1) I used Muntons Extra Light liquid malt, instead of the Muntons Light that the recipe called for. (Not by choice...I gave the guy at my LHBS the recipe and he gave me extra light instead of light...didn't realize till I got home)

2) The recipe called for 2 lbs, 2 oz. of Light DME; my LHBS sells pre-packaged DME in 1 lb. increments, so I figured 2 one lb. bags would be sufficient. (I know it's only 2 oz. difference, but I figured this might have contributed at least a tiny bit.)

3) I took the sample for my hydrometer reading pretty much right off the top of the wort after racking to primary (used a turkey baster to extract it, the tip of which just barely made it into the wort).

Also, a quick question on DME. This is my first time using it, so I was just wondering if it is normal for the DME to sit on top of the wort and sort of clump together like some weird snot-looking conglomerate? I stirred the wort up and it seemed to dissolve pretty quickly, so I'm guessing this is normal, but again, just more curious than anything.

Just a noob looking to see if I'm getting a better understanding of this ridiculously addicting and obsessive hobby :mug:

-Josh
 
Well, first of all posting the entire recipe will help us troubleshoot a little better in the future, but I think I can see a couple things to go on in your post for now. Between light and extra light extracts, I would say that would only be worth a couple of points, as well as the 2oz short. If the wort was not fully stirred, you can get some pretty wonky readings, so make sure that's all well and good in the future. The one thing that really stuck out to me was wether or not the recipe called for LME or DME (or both) and if that had anything to do with your OG problem. Using one in place of the other can't be done without compensating for the differing densities.

And don't worry about Walker, he's moslty harmless. Mostly... He wasn't even royalty when I met him.
 
Here's the recipe in its original context:

(5 gallons /19 L, extract with grains)
OG=1.054 FG = 1.012
IBU = 32–35 SRM= 13 ABV = 5.5%

Ingredients
3.3 lbs. (1.5 kg) Muntons Light unhopped liquid malt extract
2.0 lbs. 2 oz. (0.96 kg) Muntons Light unhopped dried malt extract
1.5 lbs. (0.68 kg) crystal malt (10 °L)
1.4 lbs. (0.64 kg) Munich malt (20 °L)
1.0 oz. (28 g) black patent malt
9.3 AAU Goldings hops (60 mins)
(1.75 oz./50 g of 5.3% alpha acids)
3.25 AAU Cascade hops (5 mins),
(0.5 oz./14 g of 6.5% alpha acids)
1 tsp (5 ml.) Irish moss (boil 60 mins)
White Labs WLP007 (Dry English Ale)
or Wyeast 1335 (British Ale II) yeast
O.75 cup of corn sugar (for priming)

Step by Step
Steep the crushed malts in 1.5 gallons (5.7 L) of water at 158 °F (70 °C) for 30 minutes. Remove grains from wort, rinse with 0.5 gallon (~2 L) of water under 170 °F (77 °C) if desired and add water to brewpot to make around 3 gallons (11 L) of wort total. Add the malt syrup and dry malt powder and bring to a boil.

Add the Golding bittering hops and Irish moss and boil for 60 minutes. Add the Cascade hops for the last
5 minutes of the boil.

▶ _EXTRACTED RECORDS_:
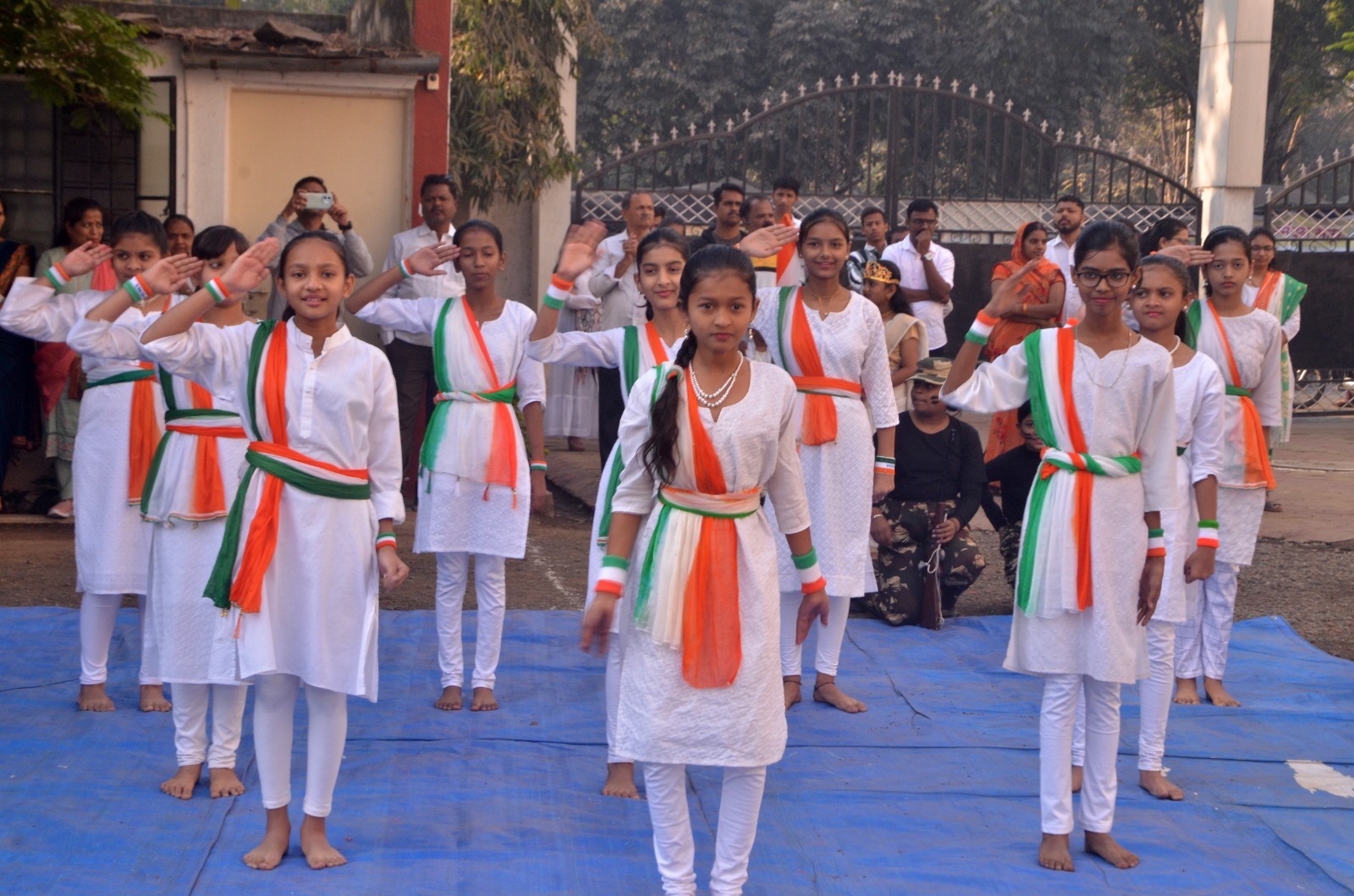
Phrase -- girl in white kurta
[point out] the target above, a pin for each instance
(702, 615)
(121, 421)
(1246, 345)
(832, 341)
(311, 534)
(1092, 554)
(193, 481)
(631, 349)
(473, 474)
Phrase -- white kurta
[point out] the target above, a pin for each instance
(318, 612)
(1257, 349)
(1132, 413)
(661, 717)
(453, 510)
(1198, 426)
(186, 638)
(113, 546)
(839, 475)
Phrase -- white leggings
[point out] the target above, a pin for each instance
(190, 723)
(1100, 783)
(1202, 643)
(1154, 701)
(275, 710)
(98, 618)
(491, 597)
(740, 803)
(829, 647)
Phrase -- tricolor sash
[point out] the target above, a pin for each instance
(237, 575)
(1058, 514)
(799, 355)
(144, 426)
(1245, 453)
(688, 588)
(469, 388)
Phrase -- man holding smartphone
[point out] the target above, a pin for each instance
(309, 203)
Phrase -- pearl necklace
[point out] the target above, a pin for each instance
(717, 399)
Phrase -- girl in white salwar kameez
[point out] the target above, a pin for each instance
(1093, 552)
(121, 421)
(832, 341)
(702, 618)
(477, 492)
(631, 349)
(311, 535)
(1247, 347)
(191, 483)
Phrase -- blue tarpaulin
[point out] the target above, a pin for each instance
(934, 789)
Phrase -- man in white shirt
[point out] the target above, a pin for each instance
(410, 354)
(927, 271)
(1069, 217)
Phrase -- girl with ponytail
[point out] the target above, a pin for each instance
(703, 440)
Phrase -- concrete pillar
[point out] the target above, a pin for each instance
(1232, 96)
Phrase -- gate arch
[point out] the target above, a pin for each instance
(872, 142)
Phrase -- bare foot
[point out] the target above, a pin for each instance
(828, 692)
(1158, 785)
(794, 692)
(183, 783)
(620, 781)
(315, 844)
(482, 700)
(450, 697)
(1218, 695)
(1108, 849)
(94, 699)
(1055, 853)
(153, 699)
(268, 855)
(225, 783)
(1186, 692)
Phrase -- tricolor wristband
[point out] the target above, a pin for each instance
(58, 277)
(613, 577)
(982, 327)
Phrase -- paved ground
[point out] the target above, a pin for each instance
(1304, 563)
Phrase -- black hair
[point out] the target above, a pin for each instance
(654, 239)
(480, 223)
(660, 451)
(726, 187)
(433, 180)
(921, 205)
(72, 214)
(214, 241)
(142, 223)
(1108, 234)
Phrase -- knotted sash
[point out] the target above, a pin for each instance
(1058, 516)
(688, 588)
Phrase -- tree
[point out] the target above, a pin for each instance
(507, 122)
(80, 58)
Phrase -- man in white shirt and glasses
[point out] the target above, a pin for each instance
(927, 271)
(410, 354)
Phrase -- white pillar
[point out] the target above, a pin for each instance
(1232, 96)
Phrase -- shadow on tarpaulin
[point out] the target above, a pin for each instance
(934, 789)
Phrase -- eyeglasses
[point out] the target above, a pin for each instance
(1092, 278)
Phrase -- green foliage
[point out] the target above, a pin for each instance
(507, 122)
(79, 58)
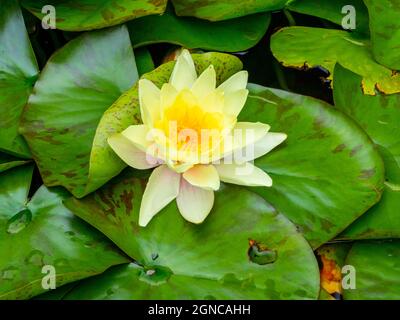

▶ _TASK PROMPT_:
Pick up the homebrewing forum thread where it ends and write its next part. The data was drawn from a separate source.

▶ _RESULT OF THE TASK_:
My only changes were:
1) The LME and DME variations, as listed in my original post.
2) My hops were a bit stronger (11.2 AAU Kent Goldings for bittering, 3.55 AAU Cascade for finishing).
3) I used 3/4 tsp. Irish Moss for the last 30 min. of the boil
4) I pitched with Wyeast 1275 (Thames Valley) at about 80*F (Not that this would impact OG, since I took the reading before pitching).

Aside from that, I was pretty much spot on with the recipe, and I think I mixed the wort sufficiently. I even came up a little short on the water (I use distilled water, and bought 6 gallons...lost a little more to evaporation than expected, ended up with about 5.25 gal in the primary instead of the 5.5 called for in the recipe...but if anything that would have increased the OG, right?)

Feel free to share your thoughts/comments.

-Josh
 
The gravity contibution of the LME should be essentially the same for x-light and light LME.

Using 2 ozs less DME for a 5.25 gal batch should leave you about 1 gravity point short on OG (i.e. 1.053 instead of 1.054).

If your hydrometer is accurate, I think the only explanation is that your sample was flawed because the wort was not sufficiently mixed when you pulled the sample, and you got the part with less sugars in it.

This will correct itself, because the fermentation process itself mixes the wort.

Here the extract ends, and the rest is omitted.